What is asked —
A) Reproduce verbatim the passage of the piece on four May 28 decisions that begins with the words containing "May 28: a people's" and ends with "in IMF programs.".
B) Continue the piece on four May 28 decisions, starting from the point where it stops.

Text segment —
+ + + +

May 28: a people's car, a tire company's accidental empire, a minnow swallowing a whale, and a prime minister's choice
Four May 28 decisions across 109 years: Michelin incorporates in 1889 and invents restaurant ratings to sell more tires; Walter Chrysler acquires Dodge Brothers for $170M in 1928 — three times his own company's size — and creates the Detroit Big Three; Nazi Germany founds Volkswagen in 1937, which survives total defeat to become the world's largest automaker before a $33.3B emissions fraud; and Pakistan detonates five nuclear devices in 1998, choosing sovereignty over Clinton's incentive package and spending a generation in IMF programs.

Four decisions on this date — a Nazi labor organization founding a car company it could never actually sell; a provincial French rubber shop incorporating itself into what would become the world's most powerful restaurant brand; a railroad machinist's firm buying a company three times its size and inventing the Detroit Big Three; and a prime minister ignoring four phone calls from the US president to detonate five nuclear devices and spend a generation paying for it.

+ + + +

Given data —

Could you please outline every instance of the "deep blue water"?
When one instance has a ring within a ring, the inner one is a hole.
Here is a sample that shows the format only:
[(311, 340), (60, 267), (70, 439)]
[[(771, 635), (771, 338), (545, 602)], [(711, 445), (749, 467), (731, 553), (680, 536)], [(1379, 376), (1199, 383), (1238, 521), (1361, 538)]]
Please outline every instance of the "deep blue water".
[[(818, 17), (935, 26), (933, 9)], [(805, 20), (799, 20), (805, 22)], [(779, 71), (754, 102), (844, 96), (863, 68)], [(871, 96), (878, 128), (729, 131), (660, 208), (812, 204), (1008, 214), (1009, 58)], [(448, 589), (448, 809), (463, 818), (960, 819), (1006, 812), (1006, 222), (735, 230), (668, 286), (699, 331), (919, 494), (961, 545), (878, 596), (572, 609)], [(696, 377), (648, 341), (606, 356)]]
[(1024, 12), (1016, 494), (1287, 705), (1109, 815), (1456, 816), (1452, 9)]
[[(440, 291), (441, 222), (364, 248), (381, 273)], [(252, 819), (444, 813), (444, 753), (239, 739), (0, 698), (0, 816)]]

+ + + +

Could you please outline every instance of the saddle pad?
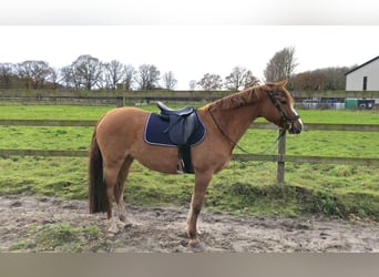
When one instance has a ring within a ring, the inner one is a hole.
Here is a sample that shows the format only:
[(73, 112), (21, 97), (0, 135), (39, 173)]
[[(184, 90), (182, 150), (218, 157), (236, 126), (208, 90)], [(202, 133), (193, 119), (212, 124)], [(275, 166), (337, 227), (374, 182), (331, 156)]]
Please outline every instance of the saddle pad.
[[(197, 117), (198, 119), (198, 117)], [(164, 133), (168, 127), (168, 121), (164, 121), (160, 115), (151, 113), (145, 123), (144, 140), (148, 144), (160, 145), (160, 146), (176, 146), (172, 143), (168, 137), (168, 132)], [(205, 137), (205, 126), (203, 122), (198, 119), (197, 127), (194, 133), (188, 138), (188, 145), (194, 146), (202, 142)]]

+ + + +

Answers to the exercises —
A)
May 28: a people's car, a tire company's accidental empire, a minnow swallowing a whale, and a prime minister's choice
Four May 28 decisions across 109 years: Michelin incorporates in 1889 and invents restaurant ratings to sell more tires; Walter Chrysler acquires Dodge Brothers for $170M in 1928 — three times his own company's size — and creates the Detroit Big Three; Nazi Germany founds Volkswagen in 1937, which survives total defeat to become the world's largest automaker before a $33.3B emissions fraud; and Pakistan detonates five nuclear devices in 1998, choosing sovereignty over Clinton's incentive package and spending a generation in IMF programs.

B)
1889 — Édouard and André Michelin reincorporate a struggling rubber factory
The Barbier-Daubrée rubber factory in Clermont-Ferrand had been producing rubber valves, brake pads, and gaskets for farm machinery since 1832 1. On May 28, 1889, brothers Édouard and André Michelin formally reincorporated it as Michelin & Cie 2. Édouard was the engineer; André, a former government cartographer, handled marketing. The story that crystallized their direction: a cyclist arrived at the factory needing a pneumatic tire repair. The tire was glued to the rim. Removing it took more than three hours and required overnight drying for the adhesive. Édouard tested the repaired tire the next day; it failed within a few hundred meters 1.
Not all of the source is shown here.